--- DATA Enclosed Below ---
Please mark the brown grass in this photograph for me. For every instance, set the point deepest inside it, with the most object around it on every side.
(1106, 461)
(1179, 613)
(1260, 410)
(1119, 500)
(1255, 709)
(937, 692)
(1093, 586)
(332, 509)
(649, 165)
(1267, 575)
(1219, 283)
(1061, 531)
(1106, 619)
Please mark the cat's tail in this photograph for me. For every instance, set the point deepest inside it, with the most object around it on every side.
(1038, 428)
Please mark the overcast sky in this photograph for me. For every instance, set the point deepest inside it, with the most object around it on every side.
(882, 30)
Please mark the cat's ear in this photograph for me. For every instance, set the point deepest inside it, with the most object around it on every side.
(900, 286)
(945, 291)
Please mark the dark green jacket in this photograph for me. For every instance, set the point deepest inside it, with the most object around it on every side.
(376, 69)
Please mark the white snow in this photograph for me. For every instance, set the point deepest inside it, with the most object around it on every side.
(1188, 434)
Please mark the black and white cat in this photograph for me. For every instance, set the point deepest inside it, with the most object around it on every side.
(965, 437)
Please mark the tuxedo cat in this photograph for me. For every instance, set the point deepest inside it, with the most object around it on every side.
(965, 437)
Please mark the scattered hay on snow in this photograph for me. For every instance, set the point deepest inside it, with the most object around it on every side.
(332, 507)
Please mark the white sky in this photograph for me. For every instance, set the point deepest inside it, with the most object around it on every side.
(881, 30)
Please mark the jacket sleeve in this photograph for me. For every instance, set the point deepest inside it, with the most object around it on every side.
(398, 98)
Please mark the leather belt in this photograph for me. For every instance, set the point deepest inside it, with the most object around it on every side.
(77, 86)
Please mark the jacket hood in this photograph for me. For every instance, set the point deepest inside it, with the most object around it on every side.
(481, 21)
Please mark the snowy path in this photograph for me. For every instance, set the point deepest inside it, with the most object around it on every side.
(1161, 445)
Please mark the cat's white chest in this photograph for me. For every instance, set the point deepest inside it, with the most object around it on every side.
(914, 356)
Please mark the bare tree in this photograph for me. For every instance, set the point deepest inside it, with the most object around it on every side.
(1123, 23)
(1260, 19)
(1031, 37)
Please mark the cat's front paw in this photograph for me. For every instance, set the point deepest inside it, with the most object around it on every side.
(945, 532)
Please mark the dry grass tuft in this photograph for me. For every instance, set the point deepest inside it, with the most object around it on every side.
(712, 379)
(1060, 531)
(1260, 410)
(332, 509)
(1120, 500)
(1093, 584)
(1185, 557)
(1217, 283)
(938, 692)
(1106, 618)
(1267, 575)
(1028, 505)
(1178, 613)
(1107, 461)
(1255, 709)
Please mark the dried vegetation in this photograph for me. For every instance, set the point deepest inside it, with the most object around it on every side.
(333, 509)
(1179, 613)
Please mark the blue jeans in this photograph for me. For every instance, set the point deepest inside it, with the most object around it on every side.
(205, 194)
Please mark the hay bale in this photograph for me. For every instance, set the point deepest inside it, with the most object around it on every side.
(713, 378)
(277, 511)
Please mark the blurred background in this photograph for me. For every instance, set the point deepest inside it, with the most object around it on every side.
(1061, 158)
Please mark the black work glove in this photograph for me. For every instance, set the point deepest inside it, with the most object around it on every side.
--- End of Enclosed DATA ---
• _PROBLEM STATEMENT_
Each entry must be printed again exactly as given.

• _OUTPUT OF THE EXERCISE_
Please mark the brown grass in this photograph for me. For every instance, set the point deepest inside it, with the most object around it on every side.
(1106, 461)
(1179, 613)
(1260, 410)
(1119, 500)
(1255, 709)
(937, 692)
(1093, 586)
(332, 509)
(649, 165)
(1267, 575)
(1219, 283)
(1061, 531)
(1106, 619)
Please mark the cat's tail in this photograph for me. For every instance, set the point deepest inside it, with the most object around it on every side.
(1038, 428)
Please mark the overcast sky in this photograph for me. For every instance, set the point deepest inside it, with the most object around it on every side.
(882, 30)
Please mark the cat's ear in this photograph for me. For every instance, set the point deepest inside it, with the most object around it on every side.
(900, 286)
(945, 291)
Please mark the dark green jacket in this photograph for me. For every instance, set the point deepest inside it, with the most object around it on every side.
(376, 69)
Please mark the white snow in this photograph for me. For every instance, set the point deepest inside it, with the most object around it on every side.
(1188, 434)
Please mark the black and white cat in this photograph for me. For every instance, set the point deepest inside it, with the most object around it on every side.
(965, 437)
Please mark the tuxedo cat in this photograph for me. For every instance, set the point deepest inside it, with the most object around it on every side.
(965, 437)
Please mark the scattered hay on snow in this photograph for me. For every instance, set the point deepest inside it, with the most object around it on every side.
(332, 507)
Please mark the white sky in this photograph for me. For every instance, set the point deepest inside it, with the most object around it on every side.
(881, 30)
Please mark the jacket sleeve in this photograph for me. For every instance, set the point deepest inside it, with the most object around it on every side.
(398, 98)
Please mark the leather belt in this photograph for me. For every instance, set the point deepest inside it, with the most object around it on every side.
(77, 86)
Please mark the jacket hood in this photograph for me. For every instance, set the point deepest inside it, with the most object around it on every side.
(481, 21)
Please mark the snowy path in this photograph for me. For every instance, set the point deepest inside it, with the most object around it on every side.
(1161, 445)
Please mark the cat's white chest in this photograph for me. For every instance, set the point deepest inside it, with the most object around it on every side.
(914, 356)
Please mark the bare tree in this photograph for me. For every instance, set the point deepest inside it, with the most object around it on every side.
(1123, 23)
(1260, 19)
(1031, 37)
Please mark the cat's front paw in this photograph for me. For every instance, set the point deepest inside it, with the most object around it on every side.
(945, 532)
Please mark the dry grass tuft in this photograph for me. For every instance, set the point deepest inside it, with the most object around it on every side.
(712, 379)
(1060, 531)
(1260, 410)
(332, 509)
(1120, 500)
(1093, 584)
(1185, 557)
(1217, 283)
(938, 692)
(1106, 618)
(1267, 575)
(1028, 505)
(1178, 613)
(1107, 461)
(1255, 709)
Please mark the dried vegetation in this photograph for me. For every instance, set the point deepest inside it, with the most object around it on every side.
(333, 509)
(1179, 613)
Please mark the blue jeans in this photograph for me. For every instance, set the point deepest inside it, with the most object around it on every side.
(205, 194)
Please mark the hay bale in this photograph for me. For every instance, set the point deepest inside it, with the most object around it on every side.
(713, 378)
(277, 511)
Please mark the blurred background in this photograph for me. For every instance, set the point deepest inside it, with the most object around it on every side.
(1061, 158)
Please mark the black work glove in this photograph for me. For every instance, set the point deepest inside it, with the most object around it on every side.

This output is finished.